**Work request:** Pictures aside, restate the records below exactly as written.

**** Data provided

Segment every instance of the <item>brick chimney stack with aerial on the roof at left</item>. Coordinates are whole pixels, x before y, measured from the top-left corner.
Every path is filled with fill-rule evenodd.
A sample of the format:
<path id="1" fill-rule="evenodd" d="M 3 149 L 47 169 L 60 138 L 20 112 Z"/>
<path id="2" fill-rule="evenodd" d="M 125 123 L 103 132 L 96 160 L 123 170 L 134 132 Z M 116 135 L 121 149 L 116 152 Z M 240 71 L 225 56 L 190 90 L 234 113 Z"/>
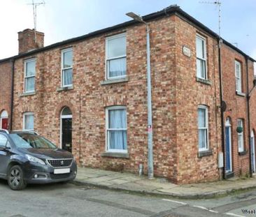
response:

********

**Solution:**
Segment every instance of the <item>brick chimney stack with aerial on the roof at left</item>. Coordinates are whole pixels, x before y, measured from the top-left corner.
Every path is filled with fill-rule evenodd.
A sample of the format:
<path id="1" fill-rule="evenodd" d="M 3 149 L 47 169 L 60 138 L 20 112 Z"/>
<path id="2" fill-rule="evenodd" d="M 125 123 L 103 132 L 96 160 L 123 170 L 134 132 Z M 116 135 L 121 149 L 116 152 Z M 240 71 L 225 56 L 190 90 L 234 113 Z"/>
response:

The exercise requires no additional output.